GIVEN EXERCISE 1 => According to the requirements text below, what two components is encryption based on?
GIVEN EXERCISE 2 => Write out the part of the requirements text below starting with "3.1 Introduction and" and going on through "familiar with EDI.", word for word.

DOCUMENT TEXT =>
3.0 Functional Requirements

3.1 Introduction and Definitions

    The following sections describe the functional and
    inter-operability requirements, as well as some of the
    practical considerations of sending and receiving EDI
    transactions on the Internet. It is assumed that the
    reader is generally familiar with EDI.

3.2  Standard Encryption Algorithms and World-Wide
     Encryption

3.2.1 Introduction and Description

      The goal of encryption is to turn otherwise readable
      text into something that cannot be read, and therefore
      understood. By making the text unintelligible,
      encryption discourages anyone from reading or copying
      the EDI Interchange while it is in transit between the
      trading partners. Encryption conveys confidentiality to
      the EDI Interchange. Traffic analysis is always
      possible, since many times, header information is not
      encrypted. (Traffic analysis is the analysis of header
      information in order to derive useful information from
      them.)

      Encryption is based on two components: an algorithm and
      a key. An algorithm is a mathematical transformation
      that takes plain-text or other intelligible information
      and changes it into unintelligible cipher text. The
      inverse mathematical transformation, back to the
      original from the cipher text is also done, and  is
      called decryption. In order to encrypt the plain text, a
      key is used as input in conjunction with an encryption
      algorithm. An algorithm can use one of any of a large
      number of possible keys. The number of possible keys
      each algorithm can support depends on the number of bits
      in the key. For instance, if the key length is 40, then
      2 to the n, where n is the number of bits in the key,
      results in 1,000,000,000,000 possible key combinations,
      with each different key causing the algorithm to produce
      slightly different cipher output.

SUPPLIED DATA =>

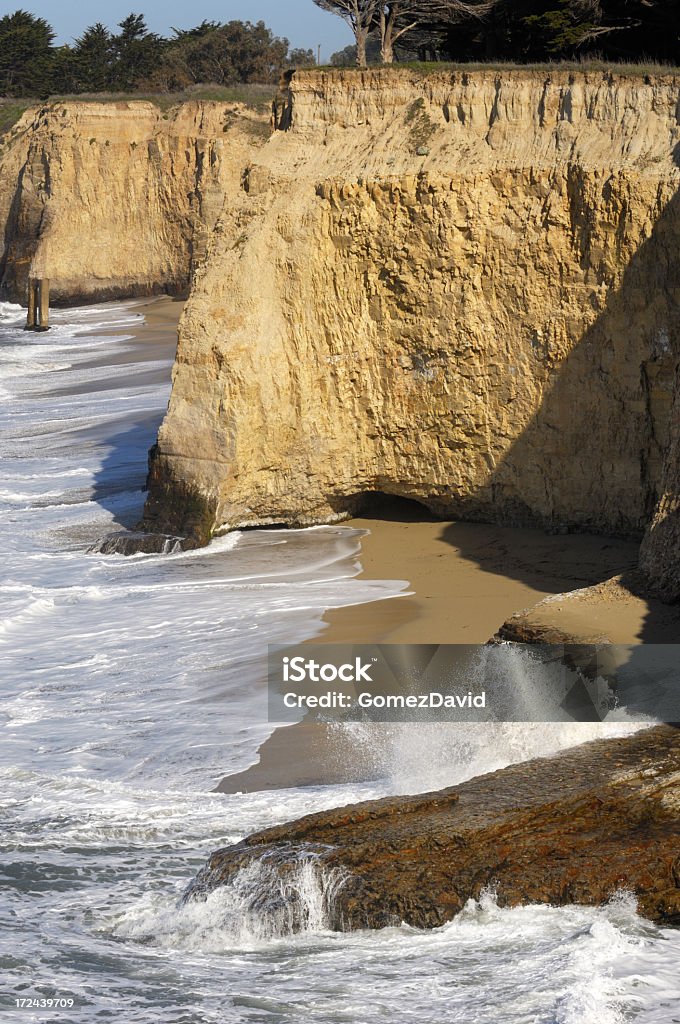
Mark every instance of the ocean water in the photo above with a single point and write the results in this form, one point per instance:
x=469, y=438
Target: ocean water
x=131, y=686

CORRECT RESPONSE 1 => An algorithm and a key.

CORRECT RESPONSE 2 =>
3.1 Introduction and Definitions

    The following sections describe the functional and
    inter-operability requirements, as well as some of the
    practical considerations of sending and receiving EDI
    transactions on the Internet. It is assumed that the
    reader is generally familiar with EDI.